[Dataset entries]
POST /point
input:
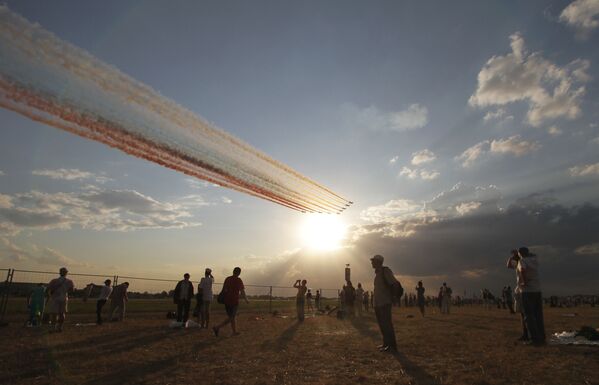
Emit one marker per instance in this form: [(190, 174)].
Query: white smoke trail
[(52, 81)]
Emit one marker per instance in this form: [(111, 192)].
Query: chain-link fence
[(146, 295)]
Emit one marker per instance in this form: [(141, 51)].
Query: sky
[(459, 130)]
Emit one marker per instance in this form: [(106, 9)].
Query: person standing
[(300, 298), (420, 297), (59, 289), (445, 298), (385, 285), (35, 302), (118, 299), (309, 301), (182, 297), (359, 299), (512, 263), (205, 286), (105, 292), (232, 289), (532, 299), (317, 300)]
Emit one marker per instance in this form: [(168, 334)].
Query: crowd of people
[(525, 299)]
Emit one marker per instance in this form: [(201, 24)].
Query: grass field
[(470, 346)]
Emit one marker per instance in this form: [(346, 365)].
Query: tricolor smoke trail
[(54, 82)]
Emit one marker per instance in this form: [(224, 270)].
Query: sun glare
[(322, 231)]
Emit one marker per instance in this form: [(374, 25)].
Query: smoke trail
[(54, 82)]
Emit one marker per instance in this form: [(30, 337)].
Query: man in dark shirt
[(232, 289)]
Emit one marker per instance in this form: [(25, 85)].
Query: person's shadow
[(418, 374)]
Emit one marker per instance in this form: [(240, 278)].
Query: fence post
[(5, 294), (270, 300)]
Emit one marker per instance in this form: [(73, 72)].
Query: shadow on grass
[(283, 340), (418, 374)]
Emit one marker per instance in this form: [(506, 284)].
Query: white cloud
[(413, 117), (583, 15), (118, 210), (423, 156), (551, 91), (585, 170), (513, 145), (500, 115), (471, 154), (554, 131), (590, 249), (419, 173), (70, 174)]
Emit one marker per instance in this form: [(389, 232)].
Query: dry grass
[(471, 346)]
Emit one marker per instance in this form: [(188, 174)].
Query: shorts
[(57, 306), (231, 310)]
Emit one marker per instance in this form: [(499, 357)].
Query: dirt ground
[(470, 346)]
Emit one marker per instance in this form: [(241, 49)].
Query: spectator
[(532, 299), (182, 297), (205, 287), (317, 300), (512, 263), (365, 301), (35, 303), (359, 299), (105, 292), (309, 301), (385, 285), (420, 294), (118, 299), (59, 289), (300, 298), (232, 289)]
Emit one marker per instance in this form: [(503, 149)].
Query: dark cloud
[(471, 250)]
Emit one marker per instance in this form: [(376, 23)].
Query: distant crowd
[(525, 299)]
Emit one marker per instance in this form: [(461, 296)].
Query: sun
[(323, 232)]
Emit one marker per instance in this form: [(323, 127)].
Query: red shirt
[(232, 286)]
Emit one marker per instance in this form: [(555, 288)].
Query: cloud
[(590, 249), (471, 154), (413, 117), (419, 173), (97, 209), (550, 91), (423, 156), (554, 131), (582, 15), (70, 174), (466, 248), (513, 145), (585, 170), (500, 115)]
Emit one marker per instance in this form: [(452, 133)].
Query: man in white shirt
[(532, 299), (182, 297)]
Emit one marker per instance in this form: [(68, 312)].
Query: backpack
[(395, 288)]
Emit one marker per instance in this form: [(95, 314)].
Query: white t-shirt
[(105, 292), (206, 286), (531, 283)]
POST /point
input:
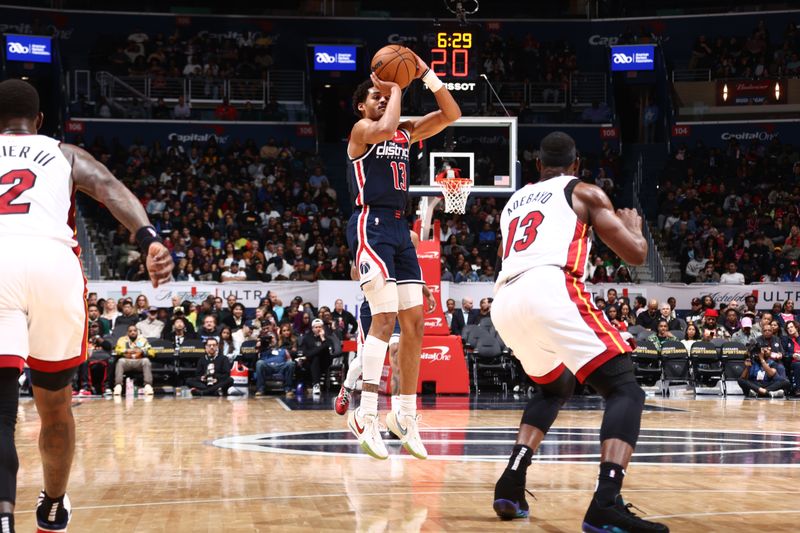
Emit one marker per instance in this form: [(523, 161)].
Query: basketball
[(395, 63)]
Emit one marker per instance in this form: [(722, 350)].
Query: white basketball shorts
[(550, 322), (43, 315)]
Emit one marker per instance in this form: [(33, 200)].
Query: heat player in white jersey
[(544, 313), (43, 317)]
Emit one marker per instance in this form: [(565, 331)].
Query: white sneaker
[(405, 427), (366, 429)]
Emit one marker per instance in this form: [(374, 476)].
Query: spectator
[(272, 360), (662, 334), (234, 274), (318, 349), (151, 327), (131, 351), (763, 376), (94, 317), (746, 335), (347, 322), (732, 276), (690, 336), (649, 319), (213, 376)]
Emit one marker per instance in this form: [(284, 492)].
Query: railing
[(697, 74), (654, 261), (286, 86), (582, 89), (91, 265)]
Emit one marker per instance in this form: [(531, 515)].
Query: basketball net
[(455, 191)]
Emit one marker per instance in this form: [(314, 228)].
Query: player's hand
[(384, 87), (631, 218), (159, 264), (422, 67)]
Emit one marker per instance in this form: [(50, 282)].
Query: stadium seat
[(706, 364), (646, 363), (674, 363)]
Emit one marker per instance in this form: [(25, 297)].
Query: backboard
[(483, 149)]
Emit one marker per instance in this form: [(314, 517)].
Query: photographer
[(317, 348), (213, 372), (273, 359), (764, 374)]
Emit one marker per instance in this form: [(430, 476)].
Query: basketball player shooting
[(558, 335), (43, 317), (378, 235)]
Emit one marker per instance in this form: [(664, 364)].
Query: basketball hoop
[(455, 192)]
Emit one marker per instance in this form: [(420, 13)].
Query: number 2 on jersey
[(20, 180), (529, 225), (399, 173)]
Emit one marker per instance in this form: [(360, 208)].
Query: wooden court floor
[(189, 465)]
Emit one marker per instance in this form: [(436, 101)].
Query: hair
[(557, 150), (360, 96), (18, 99)]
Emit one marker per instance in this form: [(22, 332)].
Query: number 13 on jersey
[(399, 173), (528, 226)]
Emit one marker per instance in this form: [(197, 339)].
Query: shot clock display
[(454, 56)]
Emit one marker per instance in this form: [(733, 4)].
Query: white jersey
[(36, 189), (540, 228)]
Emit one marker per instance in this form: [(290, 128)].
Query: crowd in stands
[(296, 341), (753, 56), (732, 214)]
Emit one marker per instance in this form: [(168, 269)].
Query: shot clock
[(454, 57)]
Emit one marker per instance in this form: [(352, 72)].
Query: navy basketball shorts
[(380, 243)]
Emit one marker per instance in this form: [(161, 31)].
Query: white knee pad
[(382, 295), (409, 295)]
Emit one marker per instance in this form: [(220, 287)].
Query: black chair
[(733, 356), (646, 363), (706, 364), (487, 356), (674, 363)]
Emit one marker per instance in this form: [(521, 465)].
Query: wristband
[(145, 236), (432, 81)]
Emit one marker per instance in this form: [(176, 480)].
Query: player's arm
[(434, 122), (93, 178), (620, 230), (367, 131)]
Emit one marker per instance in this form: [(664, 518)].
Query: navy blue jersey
[(379, 178)]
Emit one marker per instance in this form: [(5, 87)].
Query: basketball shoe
[(366, 429), (52, 516), (408, 435), (617, 517), (509, 498), (342, 402)]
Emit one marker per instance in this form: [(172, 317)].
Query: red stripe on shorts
[(595, 319)]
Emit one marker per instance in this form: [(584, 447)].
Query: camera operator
[(273, 359), (764, 374), (213, 372), (317, 348)]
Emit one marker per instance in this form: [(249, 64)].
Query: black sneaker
[(509, 499), (52, 516), (617, 518)]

- [Goal of the exercise]: Give back the entries verbatim but drop every picture.

- [Answer for the task]:
POST /point
input:
Emit one marker per instance in this form: [(190, 174)].
Query: white smoke trail
[(52, 81)]
Emit one marker per instance in this form: [(111, 192)].
Query: chain-link fence
[(146, 295)]
Emit one marker per instance in this form: [(141, 51)].
Query: sky
[(459, 130)]
Emit one marker per instance in this form: [(106, 9)].
Query: person standing
[(300, 298), (420, 297), (59, 289), (445, 298), (385, 285), (35, 302), (118, 299), (309, 301), (182, 297), (359, 299), (512, 263), (205, 286), (105, 292), (232, 289), (532, 299), (317, 300)]
Emit one marker per instance in this form: [(168, 334)].
Query: crowd of people
[(525, 299)]
Emit one marker per instance in this form: [(201, 24)].
Query: grass field
[(470, 346)]
Emit one marker per instance in this form: [(346, 365)].
Query: tricolor smoke trail
[(54, 82)]
Emit one marker per instance in this form: [(224, 270)].
Query: sun glare
[(322, 231)]
Emit one marker per instance in this form: [(374, 25)].
Query: smoke trail
[(54, 82)]
Emit one marker per instance in this form: [(30, 337)].
Query: man in dark shirt
[(232, 289)]
Emit one marker per instance in this form: [(25, 85)].
Query: person's shadow
[(418, 374)]
Emit one marker per instance in this form: [(240, 278)].
Query: fence post
[(5, 294), (270, 300)]
Emit one marker per instance in this form: [(73, 72)].
Query: shadow on grass
[(283, 340), (418, 374)]
Emit one marker per instance in this form: [(506, 284)].
Query: white cloud
[(413, 117), (583, 15), (118, 210), (423, 156), (551, 91), (585, 170), (513, 145), (500, 115), (471, 154), (554, 131), (590, 249), (419, 173), (70, 174)]
Emit one marker per instance in this form: [(389, 232)].
Query: dry grass
[(471, 346)]
Emit one marker per instance in this form: [(188, 174)].
Query: shorts
[(57, 306), (231, 310)]
Emit one marker per instance in this form: [(499, 357)].
Query: dirt ground
[(470, 346)]
Emit one marker per instance in this form: [(241, 49)].
Query: spectator
[(532, 299), (182, 297), (205, 287), (317, 300), (512, 263), (365, 301), (35, 303), (359, 299), (105, 292), (309, 301), (385, 285), (420, 294), (118, 299), (59, 289), (300, 298), (232, 289)]
Emit one marker per instance in this form: [(503, 149)].
Query: dark cloud
[(471, 250)]
Emit one marker per instance in this form: [(376, 23)].
Query: distant crowd
[(525, 299)]
Emit one marker per instance in this form: [(461, 296)].
Query: sun
[(323, 232)]
Emit one marker per instance in this form: [(323, 127)].
Query: red shirt
[(232, 286)]
Emit one marker per instance in this form: [(555, 288)].
Query: cloud
[(590, 249), (471, 154), (413, 117), (419, 173), (97, 209), (550, 91), (423, 156), (554, 131), (582, 15), (70, 174), (466, 248), (513, 145), (585, 170), (500, 115)]
Emit one marker per instance in this form: [(452, 133)].
Query: man in white shirt
[(532, 299), (182, 297)]
Emit one marker per instance in this form: [(68, 312)].
Query: backpack
[(395, 288)]
Emit one marker per instance in this form: [(95, 314)].
Query: white t-shirt
[(105, 292), (206, 286), (531, 283)]
POST /point
input:
Emit one marker per instance in this form: [(523, 161)].
Query: basketball
[(395, 63)]
Emit one marker per instance in this form: [(722, 350)].
Query: white basketball shorts
[(550, 322), (43, 315)]
Emit one marker per instance in this form: [(33, 200)].
Query: heat player in white jersey
[(544, 313), (43, 317)]
Emit one marker per instance in this form: [(565, 331)].
Query: white sneaker
[(405, 427), (366, 429)]
Emit one marker per instance in this form: [(374, 476)].
Query: spectator
[(272, 360), (662, 334), (234, 274), (318, 349), (151, 327), (131, 351), (763, 376), (94, 317), (746, 335), (347, 322), (732, 276), (690, 336), (649, 319), (213, 376)]
Emit one marker per instance in this form: [(284, 492)].
Query: railing
[(697, 74), (654, 261), (286, 86), (582, 89), (91, 265)]
Emit one marker per instance in this form: [(531, 515)].
Query: basketball net
[(455, 191)]
Emit one marker per instance in this form: [(314, 228)].
Query: player's hand
[(384, 87), (631, 218), (159, 264), (422, 67)]
Emit one marker per instance in this form: [(50, 282)].
Query: stadium seat
[(706, 364), (646, 363), (674, 363)]
Emit one marker per instance in this form: [(25, 297)].
Query: backboard
[(483, 149)]
Emit one marker per instance in this form: [(314, 517)].
Query: photographer
[(317, 348), (213, 372), (273, 359), (764, 374)]
Emit one marker per instance in this form: [(430, 476)].
Query: basketball player shooting
[(558, 335), (43, 317), (378, 235)]
Emit one marker per instance in this form: [(664, 364)].
Query: basketball hoop
[(455, 192)]
Emit one marker per instance in this form: [(420, 13)].
Query: number 2 on jersey
[(20, 180), (529, 225), (399, 173)]
Emit one marker per instance in this form: [(360, 208)].
Query: wooden court floor
[(189, 465)]
Emit one marker per instance in this form: [(436, 101)].
Query: hair
[(557, 150), (360, 96), (18, 99)]
Emit one marker per instance in this form: [(22, 332)].
Query: number 13 on jersey
[(399, 173), (528, 226)]
Emit one marker per instance in this form: [(197, 339)].
Query: shot clock display
[(454, 56)]
Emit one marker per instance in this form: [(733, 4)].
Query: white jersey
[(36, 189), (540, 228)]
Emit one marker per instance in this form: [(290, 128)].
Query: crowd in stands
[(296, 341), (753, 56), (732, 214)]
Emit one marker per instance in this form: [(168, 269)].
Query: shot clock
[(454, 57)]
Emit one marker per instance in this form: [(352, 72)].
Query: navy basketball shorts
[(380, 243)]
Emit one marker per instance in this form: [(161, 31)].
Query: white knee pad
[(382, 295), (409, 295)]
Emit one marker per instance in this form: [(220, 287)].
Query: black chair
[(733, 356), (646, 363), (706, 364), (487, 356), (674, 363)]
Emit one marker per instance in this form: [(521, 465)].
Query: wristband
[(145, 236), (432, 81)]
Emit one marker per instance in this form: [(176, 480)].
Query: player's arm
[(434, 122), (93, 178), (620, 230), (367, 131)]
Emit one marker per instance in this form: [(664, 518)].
Query: navy blue jersey
[(379, 178)]
Emit one marker per instance in this form: [(5, 87)].
Query: basketball shoe
[(366, 429), (52, 516), (408, 435), (617, 517), (509, 498), (342, 402)]
Emit one marker per instance in this form: [(172, 317)].
Query: red stripe on shorts
[(595, 319)]
Emit one marker per instance in this form: [(584, 447)].
Query: camera operator
[(273, 359), (764, 374), (213, 372), (317, 348)]
Emit one marker per instance in this form: [(249, 64)].
Query: black sneaker
[(509, 499), (52, 516), (617, 518)]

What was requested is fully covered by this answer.